- **WHAT NEEDS TO BE DONE**: Without skipping anything, transcribe the listing that follows.

*** Opening of RECORDS FOR PROCESSING ***

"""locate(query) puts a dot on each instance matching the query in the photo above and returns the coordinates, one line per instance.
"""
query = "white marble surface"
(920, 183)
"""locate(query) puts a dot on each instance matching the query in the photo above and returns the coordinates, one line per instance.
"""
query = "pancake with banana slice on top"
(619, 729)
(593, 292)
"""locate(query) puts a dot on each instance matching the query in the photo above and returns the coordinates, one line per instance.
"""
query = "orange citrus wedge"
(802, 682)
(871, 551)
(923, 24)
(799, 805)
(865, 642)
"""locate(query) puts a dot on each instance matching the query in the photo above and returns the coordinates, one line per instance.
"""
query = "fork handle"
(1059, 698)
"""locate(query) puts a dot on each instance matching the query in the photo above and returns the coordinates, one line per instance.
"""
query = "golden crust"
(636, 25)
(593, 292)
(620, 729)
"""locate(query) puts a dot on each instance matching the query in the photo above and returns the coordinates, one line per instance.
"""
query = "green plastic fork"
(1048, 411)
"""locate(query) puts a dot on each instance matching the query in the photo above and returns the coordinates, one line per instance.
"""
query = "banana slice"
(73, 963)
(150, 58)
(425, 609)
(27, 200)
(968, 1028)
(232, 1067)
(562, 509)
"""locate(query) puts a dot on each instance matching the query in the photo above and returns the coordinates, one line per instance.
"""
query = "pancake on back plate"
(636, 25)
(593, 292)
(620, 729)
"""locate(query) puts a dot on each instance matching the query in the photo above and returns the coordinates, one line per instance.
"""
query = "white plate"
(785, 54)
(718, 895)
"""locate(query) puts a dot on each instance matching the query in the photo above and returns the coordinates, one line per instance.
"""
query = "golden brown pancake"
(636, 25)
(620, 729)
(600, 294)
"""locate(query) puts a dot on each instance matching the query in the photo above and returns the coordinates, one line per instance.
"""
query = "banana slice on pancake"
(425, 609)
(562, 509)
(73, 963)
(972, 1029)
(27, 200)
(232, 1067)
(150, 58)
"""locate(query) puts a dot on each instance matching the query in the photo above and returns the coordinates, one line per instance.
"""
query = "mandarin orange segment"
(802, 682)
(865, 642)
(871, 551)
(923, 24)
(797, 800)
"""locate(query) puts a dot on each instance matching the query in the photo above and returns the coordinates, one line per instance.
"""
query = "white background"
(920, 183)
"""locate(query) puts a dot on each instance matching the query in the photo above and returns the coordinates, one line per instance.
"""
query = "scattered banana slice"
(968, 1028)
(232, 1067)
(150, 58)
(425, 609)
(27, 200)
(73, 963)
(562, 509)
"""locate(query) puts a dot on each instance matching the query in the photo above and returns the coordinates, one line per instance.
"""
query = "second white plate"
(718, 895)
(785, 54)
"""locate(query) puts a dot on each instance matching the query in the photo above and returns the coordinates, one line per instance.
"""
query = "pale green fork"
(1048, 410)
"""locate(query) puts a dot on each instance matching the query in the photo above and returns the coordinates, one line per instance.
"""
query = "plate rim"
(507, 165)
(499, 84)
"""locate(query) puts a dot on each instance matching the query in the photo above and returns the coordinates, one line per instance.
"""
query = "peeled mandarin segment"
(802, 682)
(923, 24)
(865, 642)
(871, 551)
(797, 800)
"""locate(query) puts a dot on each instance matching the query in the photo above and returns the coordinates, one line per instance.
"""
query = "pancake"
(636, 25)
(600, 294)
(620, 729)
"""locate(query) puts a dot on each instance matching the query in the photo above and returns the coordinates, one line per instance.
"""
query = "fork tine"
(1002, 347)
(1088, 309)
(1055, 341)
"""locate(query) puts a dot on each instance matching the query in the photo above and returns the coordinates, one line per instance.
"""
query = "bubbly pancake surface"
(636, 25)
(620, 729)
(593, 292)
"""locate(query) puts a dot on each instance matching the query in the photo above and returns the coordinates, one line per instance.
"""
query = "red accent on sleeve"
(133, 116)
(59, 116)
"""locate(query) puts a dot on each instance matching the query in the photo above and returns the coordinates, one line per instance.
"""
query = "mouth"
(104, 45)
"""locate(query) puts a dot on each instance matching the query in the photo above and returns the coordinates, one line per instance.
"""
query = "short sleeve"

*** Close of RECORDS FOR PROCESSING ***

- **YOUR RESPONSE**:
"""locate(query) puts a dot on each instance matching the query in the photo above and returns the coordinates, one line per instance.
"""
query = "white marble surface"
(920, 183)
"""locate(query) puts a dot on each instance matching the query in the photo above and returns the coordinates, one line per instance.
"""
query = "pancake with banana slice on top"
(619, 729)
(593, 292)
"""locate(query) puts a dot on each instance matching the query in the photo above and returns the coordinates, one line per instance.
"""
query = "orange citrus wedge"
(802, 682)
(871, 551)
(923, 24)
(799, 805)
(865, 642)
"""locate(query) puts a dot on each instance matching the query in the photo above and returns the coordinates, one line per instance.
"""
query = "fork handle"
(1059, 698)
"""locate(query) puts a dot on each instance matching the query in the photo above and returns the coordinates, one line per instance.
"""
query = "golden crust"
(636, 25)
(593, 292)
(620, 729)
"""locate(query) puts a dot on each instance matching the query in the photo above and returns the coordinates, one line per instance.
"""
query = "green plastic fork"
(1048, 411)
"""locate(query) puts a dot on each instance matching the query in the photo above and returns the coordinates, one line per instance.
"""
query = "banana slice"
(73, 963)
(150, 58)
(425, 609)
(27, 200)
(968, 1028)
(232, 1067)
(562, 509)
"""locate(query) puts a dot on each instance matching the query in the photo above and returns the coordinates, one line per instance.
"""
query = "pancake on back plate"
(636, 25)
(593, 292)
(620, 729)
"""locate(query) puts a dot on each instance matching the query in the photo above and returns the coordinates, one line per instance.
"""
query = "white plate"
(785, 54)
(718, 895)
"""locate(query) puts a dot on each instance matching the query in the photo above and returns the coordinates, one line per instance.
"""
query = "golden brown pancake"
(636, 25)
(620, 729)
(600, 294)
"""locate(query) puts a dot on each instance matching the query in the photo above and returns the coordinates, one line per instance.
"""
query = "banana slice on pancake"
(425, 609)
(562, 509)
(73, 963)
(972, 1029)
(27, 200)
(232, 1067)
(150, 58)
"""locate(query) puts a dot on each instance matching the query in the photo above and returns the coordinates, one line per instance.
"""
query = "mandarin orange segment"
(802, 682)
(865, 642)
(871, 551)
(923, 24)
(797, 800)
"""locate(query) puts a dot on each instance matching the query in the photo above and returns the coordinates, one line per instance.
"""
query = "white background"
(920, 183)
"""locate(query) puts a dot on each instance matching the query in the photo above and returns the coordinates, one line per instance.
"""
query = "scattered banana slice"
(968, 1028)
(232, 1067)
(150, 58)
(425, 609)
(27, 200)
(73, 963)
(562, 509)
"""locate(query) puts a dot on each instance matching the query in the photo above and returns the coordinates, one line per instance.
"""
query = "second white plate"
(718, 895)
(785, 54)
"""locate(query) puts a dot on each instance matching the query in the photo above and returns the coordinates, one line per instance.
"""
query = "pale green fork"
(1048, 410)
"""locate(query) puts a dot on each instance matching the query in the photo above and returns the coordinates, one line per instance.
"""
query = "plate rim"
(507, 165)
(499, 84)
"""locate(query) puts a dot on each instance matching the query in the photo above and returns the coordinates, one line per instance.
"""
query = "peeled mandarin segment"
(802, 682)
(923, 24)
(865, 642)
(871, 551)
(797, 800)
"""locate(query) puts a dot on each instance matching the query in the photo above and returns the coordinates, one line per instance.
"""
query = "pancake"
(636, 25)
(600, 294)
(620, 729)
"""locate(query) puts a dot on each instance matching the query in the photo above and returns the coordinates, one line per instance.
"""
query = "fork tine"
(1002, 347)
(1088, 309)
(1055, 341)
"""locate(query) puts a dot on each instance matching the query in the photo above and returns the coordinates, one line per instance.
"""
query = "bubbly pancake surface"
(636, 25)
(620, 729)
(593, 292)
"""locate(query) puts a dot on each instance matching the query in the photo above and returns the coordinates, one line per instance.
"""
query = "red accent on sleeve"
(133, 116)
(59, 116)
"""locate(query) puts a dot on each instance matching the query in the photo above and returns the coordinates, one line per instance.
"""
query = "mouth"
(104, 45)
"""locate(query) puts a dot on each instance matching the query in the photo above and returns the coordinates, one line per instance.
"""
query = "short sleeve"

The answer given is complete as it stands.